### Aim of the task
Within the records below is a range that opens at the line with "Target: metal socket" and closes at the line with "Target: orange wire". Return that range word for word, both ends included, and only that range.

### Listed records
>>>

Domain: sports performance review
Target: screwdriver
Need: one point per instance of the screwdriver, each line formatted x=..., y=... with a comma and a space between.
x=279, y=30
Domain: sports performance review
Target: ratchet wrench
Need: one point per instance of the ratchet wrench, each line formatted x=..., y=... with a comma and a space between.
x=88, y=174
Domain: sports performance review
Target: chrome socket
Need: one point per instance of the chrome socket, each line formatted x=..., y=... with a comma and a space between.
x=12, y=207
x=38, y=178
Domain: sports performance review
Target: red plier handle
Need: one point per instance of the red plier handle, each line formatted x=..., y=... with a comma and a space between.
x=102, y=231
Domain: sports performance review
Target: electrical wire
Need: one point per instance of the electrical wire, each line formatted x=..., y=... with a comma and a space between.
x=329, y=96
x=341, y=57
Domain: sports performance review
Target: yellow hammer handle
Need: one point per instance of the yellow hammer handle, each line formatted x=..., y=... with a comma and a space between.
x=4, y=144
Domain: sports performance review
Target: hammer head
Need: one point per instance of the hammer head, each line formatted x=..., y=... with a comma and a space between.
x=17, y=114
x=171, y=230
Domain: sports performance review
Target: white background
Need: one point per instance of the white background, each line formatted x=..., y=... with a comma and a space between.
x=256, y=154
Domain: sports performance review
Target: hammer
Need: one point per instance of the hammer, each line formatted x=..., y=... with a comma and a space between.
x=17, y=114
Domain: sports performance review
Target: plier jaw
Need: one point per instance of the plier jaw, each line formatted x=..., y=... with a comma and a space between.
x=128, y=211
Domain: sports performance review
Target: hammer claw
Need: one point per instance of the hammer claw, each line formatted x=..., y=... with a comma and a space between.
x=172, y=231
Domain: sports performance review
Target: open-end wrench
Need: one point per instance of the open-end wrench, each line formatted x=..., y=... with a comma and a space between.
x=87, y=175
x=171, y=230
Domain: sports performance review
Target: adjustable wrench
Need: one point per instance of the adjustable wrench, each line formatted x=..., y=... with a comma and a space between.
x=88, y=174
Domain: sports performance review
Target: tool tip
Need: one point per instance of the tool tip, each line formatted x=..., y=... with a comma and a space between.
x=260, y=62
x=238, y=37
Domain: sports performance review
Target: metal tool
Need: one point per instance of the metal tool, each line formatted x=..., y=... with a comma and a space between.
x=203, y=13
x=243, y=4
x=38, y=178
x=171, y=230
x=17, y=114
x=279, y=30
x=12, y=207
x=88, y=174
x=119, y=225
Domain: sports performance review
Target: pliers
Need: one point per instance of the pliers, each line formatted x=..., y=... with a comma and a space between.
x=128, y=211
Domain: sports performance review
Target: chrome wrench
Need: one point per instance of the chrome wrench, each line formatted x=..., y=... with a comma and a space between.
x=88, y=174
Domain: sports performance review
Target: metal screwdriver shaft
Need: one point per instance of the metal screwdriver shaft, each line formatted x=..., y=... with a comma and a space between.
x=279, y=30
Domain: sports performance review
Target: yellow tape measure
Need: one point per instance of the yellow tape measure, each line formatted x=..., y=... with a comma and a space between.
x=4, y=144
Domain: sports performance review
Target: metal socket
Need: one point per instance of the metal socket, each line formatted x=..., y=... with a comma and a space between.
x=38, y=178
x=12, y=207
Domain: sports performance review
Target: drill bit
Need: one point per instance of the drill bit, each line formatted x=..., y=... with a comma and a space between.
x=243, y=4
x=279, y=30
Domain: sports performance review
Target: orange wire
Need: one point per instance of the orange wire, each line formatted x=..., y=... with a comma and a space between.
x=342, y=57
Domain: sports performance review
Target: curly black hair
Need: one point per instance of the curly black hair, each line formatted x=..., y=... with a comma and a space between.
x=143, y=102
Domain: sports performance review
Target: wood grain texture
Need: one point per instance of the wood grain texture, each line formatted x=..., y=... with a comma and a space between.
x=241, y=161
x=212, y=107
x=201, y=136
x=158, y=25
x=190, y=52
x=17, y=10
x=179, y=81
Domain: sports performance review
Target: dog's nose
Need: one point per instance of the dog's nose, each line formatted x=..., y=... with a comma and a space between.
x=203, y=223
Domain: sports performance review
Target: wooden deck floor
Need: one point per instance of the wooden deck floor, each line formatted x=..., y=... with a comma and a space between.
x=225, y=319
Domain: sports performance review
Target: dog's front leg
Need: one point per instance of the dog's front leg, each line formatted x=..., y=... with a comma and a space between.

<<<

### Your solution
Target: metal socket
Need: one point per instance of the metal socket, each line formatted x=..., y=... with a comma and a space between.
x=38, y=178
x=12, y=207
Domain: sports performance review
Target: drill bit
Need: one point per instance of the drill bit, each line formatted x=..., y=... with a comma and a space between.
x=243, y=4
x=279, y=30
Domain: sports performance review
Target: orange wire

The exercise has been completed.